— start of Information shown —
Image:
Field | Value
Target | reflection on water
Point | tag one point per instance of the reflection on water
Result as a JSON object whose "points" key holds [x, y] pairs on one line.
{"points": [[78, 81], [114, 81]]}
— end of Information shown —
Output every line of the entries above as a JSON list of strings, one string per line, with blank lines omitted.

== Answer ==
[
  "Image:",
  "Field | Value",
  "Target | reflection on water",
  "Point | tag one point per instance of the reflection on water",
  "Result as a JSON object whose \"points\" key holds [x, y] pairs on one line.",
  "{\"points\": [[78, 81], [114, 81]]}"
]